▶ _What the task asks_
Reproduce verbatim the stretch of the data below from the line containing "Put a pin on every instance of the woman" through the final line of the data, both included.

▶ _Record excerpts_
::::

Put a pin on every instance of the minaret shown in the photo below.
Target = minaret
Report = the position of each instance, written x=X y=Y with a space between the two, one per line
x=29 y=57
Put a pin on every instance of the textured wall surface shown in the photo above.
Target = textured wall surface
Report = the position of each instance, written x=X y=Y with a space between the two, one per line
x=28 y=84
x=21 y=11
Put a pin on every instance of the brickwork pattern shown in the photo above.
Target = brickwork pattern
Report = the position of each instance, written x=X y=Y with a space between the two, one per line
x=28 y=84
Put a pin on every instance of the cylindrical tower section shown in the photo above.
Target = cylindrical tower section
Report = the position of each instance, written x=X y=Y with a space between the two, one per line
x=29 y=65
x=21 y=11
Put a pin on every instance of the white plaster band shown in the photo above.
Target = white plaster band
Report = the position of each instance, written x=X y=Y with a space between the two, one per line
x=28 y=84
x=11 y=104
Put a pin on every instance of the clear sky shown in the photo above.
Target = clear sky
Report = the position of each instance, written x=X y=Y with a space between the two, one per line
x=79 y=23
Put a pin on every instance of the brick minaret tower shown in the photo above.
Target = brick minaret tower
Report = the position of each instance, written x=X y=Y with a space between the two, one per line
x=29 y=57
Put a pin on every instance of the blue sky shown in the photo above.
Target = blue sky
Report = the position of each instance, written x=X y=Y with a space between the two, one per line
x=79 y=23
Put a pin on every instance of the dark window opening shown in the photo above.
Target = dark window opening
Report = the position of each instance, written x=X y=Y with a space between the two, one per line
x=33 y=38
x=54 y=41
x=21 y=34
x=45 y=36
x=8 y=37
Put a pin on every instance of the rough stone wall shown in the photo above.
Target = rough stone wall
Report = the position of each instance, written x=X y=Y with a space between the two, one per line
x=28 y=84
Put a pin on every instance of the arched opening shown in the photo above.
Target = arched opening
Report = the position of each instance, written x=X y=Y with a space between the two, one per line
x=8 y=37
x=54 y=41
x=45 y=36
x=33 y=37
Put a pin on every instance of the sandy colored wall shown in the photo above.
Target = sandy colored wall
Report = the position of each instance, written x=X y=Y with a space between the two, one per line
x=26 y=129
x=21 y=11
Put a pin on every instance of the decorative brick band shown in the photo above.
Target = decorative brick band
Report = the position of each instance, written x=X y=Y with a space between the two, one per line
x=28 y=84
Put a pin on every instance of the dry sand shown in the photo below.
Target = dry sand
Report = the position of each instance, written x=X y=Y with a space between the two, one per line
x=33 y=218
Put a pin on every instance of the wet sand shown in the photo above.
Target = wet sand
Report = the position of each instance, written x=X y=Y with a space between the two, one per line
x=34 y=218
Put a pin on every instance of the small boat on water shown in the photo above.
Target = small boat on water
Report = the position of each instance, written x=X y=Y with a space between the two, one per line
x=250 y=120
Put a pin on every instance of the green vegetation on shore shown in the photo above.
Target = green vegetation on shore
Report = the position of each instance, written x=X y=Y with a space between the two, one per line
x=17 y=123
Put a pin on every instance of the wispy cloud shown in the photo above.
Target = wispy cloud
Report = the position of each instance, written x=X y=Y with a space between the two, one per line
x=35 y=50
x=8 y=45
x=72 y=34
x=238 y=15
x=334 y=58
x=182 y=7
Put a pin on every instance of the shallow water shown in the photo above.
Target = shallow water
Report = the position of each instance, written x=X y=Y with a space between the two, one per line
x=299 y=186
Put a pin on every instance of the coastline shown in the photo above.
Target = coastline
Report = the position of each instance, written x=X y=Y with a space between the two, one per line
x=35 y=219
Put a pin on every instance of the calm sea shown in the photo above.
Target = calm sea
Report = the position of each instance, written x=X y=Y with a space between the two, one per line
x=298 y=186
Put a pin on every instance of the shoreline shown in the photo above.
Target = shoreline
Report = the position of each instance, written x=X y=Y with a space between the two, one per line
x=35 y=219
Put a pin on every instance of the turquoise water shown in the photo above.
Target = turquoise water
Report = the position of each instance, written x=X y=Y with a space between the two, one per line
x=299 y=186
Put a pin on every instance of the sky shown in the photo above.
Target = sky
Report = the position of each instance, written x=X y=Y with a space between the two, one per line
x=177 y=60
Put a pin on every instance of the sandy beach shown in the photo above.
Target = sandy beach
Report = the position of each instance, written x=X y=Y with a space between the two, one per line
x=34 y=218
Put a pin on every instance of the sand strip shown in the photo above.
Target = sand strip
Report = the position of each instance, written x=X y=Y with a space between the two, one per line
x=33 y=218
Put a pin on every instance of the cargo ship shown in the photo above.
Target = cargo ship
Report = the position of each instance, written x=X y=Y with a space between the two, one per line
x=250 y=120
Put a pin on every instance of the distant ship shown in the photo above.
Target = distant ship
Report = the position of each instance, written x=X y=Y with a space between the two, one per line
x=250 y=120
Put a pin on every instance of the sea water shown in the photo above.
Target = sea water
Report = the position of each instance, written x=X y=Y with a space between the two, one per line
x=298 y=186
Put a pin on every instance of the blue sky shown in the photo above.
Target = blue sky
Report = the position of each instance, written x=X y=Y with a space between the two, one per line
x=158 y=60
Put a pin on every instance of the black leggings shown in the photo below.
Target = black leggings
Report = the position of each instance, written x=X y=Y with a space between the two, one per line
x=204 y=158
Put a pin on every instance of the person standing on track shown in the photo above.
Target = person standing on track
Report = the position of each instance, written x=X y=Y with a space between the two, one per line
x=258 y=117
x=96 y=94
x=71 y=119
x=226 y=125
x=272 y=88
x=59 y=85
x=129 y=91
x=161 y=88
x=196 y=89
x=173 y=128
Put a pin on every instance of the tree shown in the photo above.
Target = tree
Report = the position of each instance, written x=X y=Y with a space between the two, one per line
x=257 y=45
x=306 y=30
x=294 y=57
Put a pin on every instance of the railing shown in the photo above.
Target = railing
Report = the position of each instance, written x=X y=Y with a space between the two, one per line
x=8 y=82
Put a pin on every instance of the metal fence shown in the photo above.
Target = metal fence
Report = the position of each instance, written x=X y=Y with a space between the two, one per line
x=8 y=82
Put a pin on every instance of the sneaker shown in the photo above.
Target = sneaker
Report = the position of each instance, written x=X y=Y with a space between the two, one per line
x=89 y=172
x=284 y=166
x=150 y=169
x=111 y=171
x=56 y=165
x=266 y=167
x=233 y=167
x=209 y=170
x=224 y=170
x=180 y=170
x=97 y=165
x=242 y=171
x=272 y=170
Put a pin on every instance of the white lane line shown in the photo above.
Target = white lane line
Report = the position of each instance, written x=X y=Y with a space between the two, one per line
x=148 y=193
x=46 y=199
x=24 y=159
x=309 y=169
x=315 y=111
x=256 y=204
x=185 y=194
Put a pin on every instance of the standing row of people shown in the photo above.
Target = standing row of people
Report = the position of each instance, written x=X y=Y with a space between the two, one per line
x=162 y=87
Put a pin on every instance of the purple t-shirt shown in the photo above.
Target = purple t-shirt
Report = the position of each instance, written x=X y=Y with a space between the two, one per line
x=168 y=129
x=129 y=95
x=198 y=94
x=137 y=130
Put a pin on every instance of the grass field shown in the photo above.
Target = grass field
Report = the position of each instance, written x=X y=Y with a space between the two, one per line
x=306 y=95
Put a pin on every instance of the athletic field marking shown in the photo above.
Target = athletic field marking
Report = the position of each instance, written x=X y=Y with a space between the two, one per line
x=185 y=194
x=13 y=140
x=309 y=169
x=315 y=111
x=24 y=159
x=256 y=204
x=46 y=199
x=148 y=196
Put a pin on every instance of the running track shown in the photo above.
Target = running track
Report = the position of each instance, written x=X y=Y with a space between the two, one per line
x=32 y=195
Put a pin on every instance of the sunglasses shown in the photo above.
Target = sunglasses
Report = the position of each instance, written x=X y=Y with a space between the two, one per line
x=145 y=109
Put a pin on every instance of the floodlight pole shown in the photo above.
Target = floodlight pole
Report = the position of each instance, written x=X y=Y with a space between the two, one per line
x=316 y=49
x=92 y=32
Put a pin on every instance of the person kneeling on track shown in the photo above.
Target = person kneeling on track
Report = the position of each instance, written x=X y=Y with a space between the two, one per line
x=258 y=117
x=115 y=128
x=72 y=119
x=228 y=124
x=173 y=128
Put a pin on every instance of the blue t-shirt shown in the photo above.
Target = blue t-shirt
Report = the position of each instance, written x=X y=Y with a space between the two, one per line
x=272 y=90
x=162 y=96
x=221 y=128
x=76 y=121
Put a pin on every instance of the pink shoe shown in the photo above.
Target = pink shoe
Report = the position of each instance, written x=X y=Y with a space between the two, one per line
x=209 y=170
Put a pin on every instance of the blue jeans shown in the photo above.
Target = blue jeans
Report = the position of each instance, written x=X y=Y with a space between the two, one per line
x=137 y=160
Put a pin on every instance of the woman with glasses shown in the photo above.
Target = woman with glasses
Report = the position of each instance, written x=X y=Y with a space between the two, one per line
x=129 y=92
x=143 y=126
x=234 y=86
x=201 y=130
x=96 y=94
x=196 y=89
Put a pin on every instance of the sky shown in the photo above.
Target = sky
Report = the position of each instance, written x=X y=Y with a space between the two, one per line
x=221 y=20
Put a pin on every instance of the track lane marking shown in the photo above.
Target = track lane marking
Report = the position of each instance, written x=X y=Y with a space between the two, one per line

::::

▶ _Output of the exercise_
Put a pin on every instance of the woman with glasses shown in the photo above.
Target = woman with glasses
Report = the position of each instance, written x=X y=Y with a space between the two, one per line
x=129 y=92
x=143 y=126
x=234 y=86
x=201 y=130
x=96 y=94
x=196 y=89
Put a pin on every instance of the sky shown in the photo above.
Target = sky
Report = the position of each instance, written x=X y=Y with a space between the two, one per line
x=221 y=20
Put a pin on every instance of the track lane marking shown in the photo above.
Target = track lane marking
Report = the position of each instance, written x=X y=Y with a space between the two, one per line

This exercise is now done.